Восставшие объявили себя муромским отрядом «Северной добровольческой армии». Благодаря их быстрым и решительным действиям была разоружена советская караульная рота, захвачены арсенал, военный комиссариат, в перестрелке было ранено несколько красноармейцев. В сущности, восстание было почти бескровным. На призыв штаба белого отряда о мобилизации откликнулось местное офицерство, интеллигенция, учащиеся. Рабочие мастерских Казанской железной дороги от участия в сопротивлении большевикам уклонились. А тем временем к Мурому спешили красные карательные отряды из Москвы, Владимира, Коврова, Выксы. Ввиду их явного численного превосходства повстанцы утром 10 июля покинули Муром.
Ворвавшиеся в город каратели не были столь великодушны. Немедленно и в последующие дни было расстреляно не менее 26 человек (это при том, что все активные участники мятежа заблаговременно скрылись). Еще 12 человек были приговорены к смерти заочно, в их числе и Алексей Жадин. Подробнее об этом здесь: http://rys-strategia.ru/news/2018-07-06-5598
Семья бережно хранила память о нем. Бытовало предание, что Алексей Федорович напрямую не участвовал в мятеже, а был лишь представителем тех кругов общественности, которые горячо сочувствовали белой борьбе. В целом же подробности того, что произошло с Алексеем Жадиным после того злополучного лета, для его родных и близких долгое время оставались тайной.
– Эта трагическая история, – признавалась Марина К., – не давала мне покоя, и я занялась поисками. Было много запросов в официальные инстанции. Наконец, вопрос прояснило письмо, полученное мной из Центрального архива ФСБ России. Оно сообщало, что Алексей Федорович Жадин был арестован в Омске 4 апреля 1920 года местной ЧК по делу о Муромском белогвардейском восстании. Дело было передано в производство особому отделу Владимирской губернской чрезвычайной комиссии.
Ранее, приговором Владимирского губернского революционного трибунала от 26 февраля 1919 года Жадин А.Ф. заочно объявлялся «врагом народа» и в случае поимки подлежал расстрелу. Что и вскоре и произошло. Владимирская ЧК воспользовалась вынесенным ранее смертным приговором и привела его в исполнение.

ИСХОДНЫЕ ДАННЫЕ ->

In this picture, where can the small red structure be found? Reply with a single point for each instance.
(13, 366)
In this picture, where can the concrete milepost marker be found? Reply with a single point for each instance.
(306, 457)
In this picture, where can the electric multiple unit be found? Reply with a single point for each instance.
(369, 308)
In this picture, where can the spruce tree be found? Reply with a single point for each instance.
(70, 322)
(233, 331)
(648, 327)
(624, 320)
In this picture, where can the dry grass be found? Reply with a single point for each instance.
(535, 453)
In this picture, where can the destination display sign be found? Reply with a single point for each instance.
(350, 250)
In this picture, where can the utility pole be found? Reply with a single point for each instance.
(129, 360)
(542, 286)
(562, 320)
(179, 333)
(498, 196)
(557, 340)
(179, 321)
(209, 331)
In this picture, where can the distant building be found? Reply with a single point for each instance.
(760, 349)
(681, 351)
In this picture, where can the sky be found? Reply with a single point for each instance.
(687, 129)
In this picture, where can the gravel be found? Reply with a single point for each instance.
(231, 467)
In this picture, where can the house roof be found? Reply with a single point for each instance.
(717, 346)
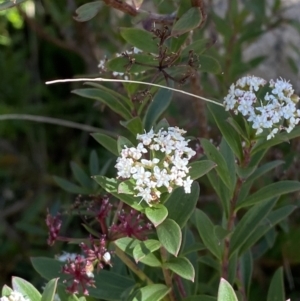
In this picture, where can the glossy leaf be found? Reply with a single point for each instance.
(141, 39)
(87, 11)
(107, 142)
(276, 289)
(249, 223)
(49, 291)
(226, 292)
(199, 168)
(182, 267)
(151, 292)
(214, 155)
(156, 214)
(25, 288)
(181, 205)
(206, 231)
(170, 236)
(270, 191)
(108, 99)
(143, 248)
(188, 21)
(157, 107)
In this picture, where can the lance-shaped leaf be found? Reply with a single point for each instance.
(181, 205)
(188, 21)
(276, 289)
(151, 292)
(206, 231)
(156, 214)
(107, 142)
(157, 107)
(25, 288)
(226, 292)
(170, 236)
(182, 267)
(141, 39)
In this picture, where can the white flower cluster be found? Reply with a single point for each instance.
(276, 111)
(157, 164)
(14, 296)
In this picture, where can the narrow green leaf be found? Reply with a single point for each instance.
(134, 125)
(269, 191)
(144, 248)
(206, 231)
(182, 267)
(170, 236)
(156, 214)
(81, 176)
(276, 289)
(199, 168)
(25, 288)
(107, 142)
(87, 11)
(214, 155)
(49, 291)
(226, 292)
(9, 3)
(108, 99)
(151, 292)
(69, 186)
(181, 205)
(141, 39)
(111, 186)
(249, 223)
(188, 21)
(159, 104)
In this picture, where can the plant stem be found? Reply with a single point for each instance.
(132, 266)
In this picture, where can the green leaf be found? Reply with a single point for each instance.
(187, 22)
(249, 223)
(160, 103)
(141, 39)
(87, 11)
(276, 289)
(151, 292)
(208, 64)
(123, 142)
(156, 214)
(144, 248)
(25, 288)
(81, 176)
(108, 99)
(111, 186)
(9, 4)
(214, 155)
(181, 205)
(206, 231)
(231, 136)
(170, 236)
(70, 187)
(107, 142)
(269, 191)
(50, 289)
(198, 47)
(199, 168)
(226, 292)
(182, 267)
(134, 125)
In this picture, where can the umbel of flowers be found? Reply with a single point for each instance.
(275, 110)
(158, 164)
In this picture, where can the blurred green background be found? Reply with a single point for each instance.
(41, 40)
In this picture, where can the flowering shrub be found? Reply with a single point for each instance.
(147, 235)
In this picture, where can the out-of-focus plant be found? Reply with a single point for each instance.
(146, 236)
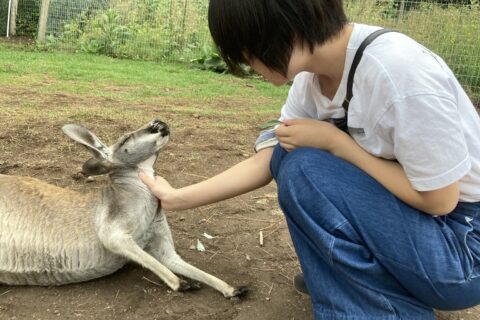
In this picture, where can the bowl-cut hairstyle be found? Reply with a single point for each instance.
(267, 29)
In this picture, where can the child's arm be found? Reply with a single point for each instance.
(323, 135)
(246, 176)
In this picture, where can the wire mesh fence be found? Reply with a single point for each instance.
(176, 30)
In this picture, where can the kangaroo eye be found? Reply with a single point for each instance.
(124, 141)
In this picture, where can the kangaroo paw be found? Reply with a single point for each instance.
(239, 292)
(189, 285)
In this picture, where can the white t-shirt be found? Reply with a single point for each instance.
(407, 105)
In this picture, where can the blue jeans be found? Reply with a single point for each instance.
(364, 253)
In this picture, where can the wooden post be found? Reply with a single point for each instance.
(13, 17)
(42, 23)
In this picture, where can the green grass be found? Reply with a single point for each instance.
(132, 81)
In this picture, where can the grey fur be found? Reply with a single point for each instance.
(54, 236)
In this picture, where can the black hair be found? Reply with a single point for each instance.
(267, 29)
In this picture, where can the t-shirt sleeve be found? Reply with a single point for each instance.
(295, 107)
(429, 142)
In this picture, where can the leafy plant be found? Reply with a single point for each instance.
(107, 36)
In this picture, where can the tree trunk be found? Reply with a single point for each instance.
(42, 23)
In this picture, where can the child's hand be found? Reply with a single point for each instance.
(297, 133)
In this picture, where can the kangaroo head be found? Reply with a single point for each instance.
(131, 151)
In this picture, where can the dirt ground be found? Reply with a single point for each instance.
(37, 148)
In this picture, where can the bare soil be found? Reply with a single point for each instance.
(32, 144)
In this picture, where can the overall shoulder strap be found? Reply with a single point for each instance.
(356, 62)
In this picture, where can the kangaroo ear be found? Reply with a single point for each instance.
(83, 136)
(96, 167)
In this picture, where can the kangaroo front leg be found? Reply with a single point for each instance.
(162, 248)
(126, 246)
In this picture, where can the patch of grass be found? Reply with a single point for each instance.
(60, 85)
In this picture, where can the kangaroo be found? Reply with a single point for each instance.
(55, 236)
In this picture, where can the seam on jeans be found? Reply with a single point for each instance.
(336, 316)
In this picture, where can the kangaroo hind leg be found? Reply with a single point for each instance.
(162, 248)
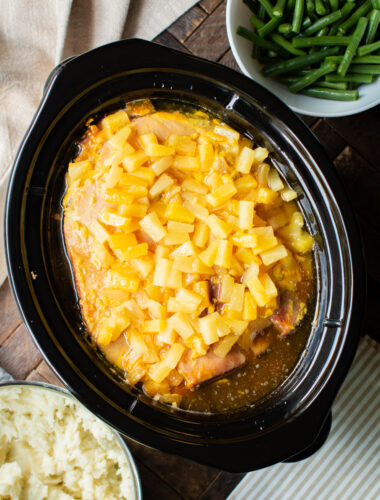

ЗАДАНИЯ ->
A) Выпишите без изменений фрагмент текста о Муромском восстании: начните с места со словами «Восставшие объявили себя» и остановитесь после слов «июля покинули Муром.».
B) Перечислите все города, из которых, согласно тексту о Муромском восстании, к Мурому спешили красные карательные отряды.

РЕЗУЛЬТАТЫ ПО ЗАДАНИЯМ ->
A)
Восставшие объявили себя муромским отрядом «Северной добровольческой армии». Благодаря их быстрым и решительным действиям была разоружена советская караульная рота, захвачены арсенал, военный комиссариат, в перестрелке было ранено несколько красноармейцев. В сущности, восстание было почти бескровным. На призыв штаба белого отряда о мобилизации откликнулось местное офицерство, интеллигенция, учащиеся. Рабочие мастерских Казанской железной дороги от участия в сопротивлении большевикам уклонились. А тем временем к Мурому спешили красные карательные отряды из Москвы, Владимира, Коврова, Выксы. Ввиду их явного численного превосходства повстанцы утром 10 июля покинули Муром.

B) Москва, Владимир, Ковров, Выкса.